## Text excerpt
— Begin —
Before Ingle’s trial, Cornwallis and James Neale, another dedicated Catholic and colony leader, helped him escape.  They told the Sheriff that they had been ordered to escort Ingle to his ship, and the Sheriff, whether or not he believed them, allowed them to.  When they reached the ship, Cornwallis told the Marylanders occupying it that “all is peace,” and ordered them to allow Ingle’s men to retake control of the ship.  And then he let Ingle go. When Brent found out he was furious, accusing Cornwallis of acting on his “affection to the Parliament,” and re-ordered Ingle’s arrest, but it never happened.  Ingle remained in the colony for months, undisturbed. Three juries heard his case, but all three returned judgments of “ignoramus,” saying his guilt couldn’t be determined. And he left Maryland the next spring, accompanied by Cornwallis.    

Now, Brent’s accusation that Cornwallis was acting on Parliamentary sympathies has been repeated through the centuries, and though we can only speculate, I have to say I don’t think that’s the case.  Throughout our discussion of Maryland, he’s seemed to be one of the most conservative and Catholic of all Maryland leaders, and I just can’t imagine that Cornwallis was in any way a Parliamentarian, but I can imagine that he saw the futility of the situation and took it upon himself to diffuse it.  Brent had relied on hearsay from a man who was in debt to Ingle, so only the most biased of juries would actually vote to convict him. In Puritan eyes, the acquittal of Ingle would show that Maryland was dominated by tyrannical, anti-Protestant Catholics. And, the conviction of Ingle would show that Maryland was dominated by tyrannical, anti-Protestant Catholics.  Either way, it could serve as a rallying cry for the colony’s Puritans, which had always been a concern in Maryland. In fact, the last major accusation of Catholic oppression in Maryland had occurred on Cornwallis’s land, when William Lewis had yelled at a Puritan servant who was loudly reading anti-Catholic Elizabethan sermons. At least this way, the people who freed Ingle would also be Catholic colony leaders.  And the freeing of Ingle did diffuse the situation.
— End —
## Goals
- A) Print the Ingle excerpt from "Before Ingle’s trial, Cornwallis" up to and including "accompanied by Cornwallis.".
- B) Answer these questions from the Ingle excerpt:
(i) Who helped Cornwallis get Ingle out before the trial?
(ii) How many juries heard Ingle's case?
(iii) Who yelled at the Puritan servant reading anti-Catholic sermons?
The data that come next are separate from the Ingle excerpt.

## Data section
— Begin —
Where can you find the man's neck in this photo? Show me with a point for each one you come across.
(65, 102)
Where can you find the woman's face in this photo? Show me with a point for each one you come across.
— End —
## Replies
- A)
Before Ingle’s trial, Cornwallis and James Neale, another dedicated Catholic and colony leader, helped him escape.  They told the Sheriff that they had been ordered to escort Ingle to his ship, and the Sheriff, whether or not he believed them, allowed them to.  When they reached the ship, Cornwallis told the Marylanders occupying it that “all is peace,” and ordered them to allow Ingle’s men to retake control of the ship.  And then he let Ingle go. When Brent found out he was furious, accusing Cornwallis of acting on his “affection to the Parliament,” and re-ordered Ingle’s arrest, but it never happened.  Ingle remained in the colony for months, undisturbed. Three juries heard his case, but all three returned judgments of “ignoramus,” saying his guilt couldn’t be determined. And he left Maryland the next spring, accompanied by Cornwallis.

- B)
(i) James Neale
(ii) Three
(iii) William Lewis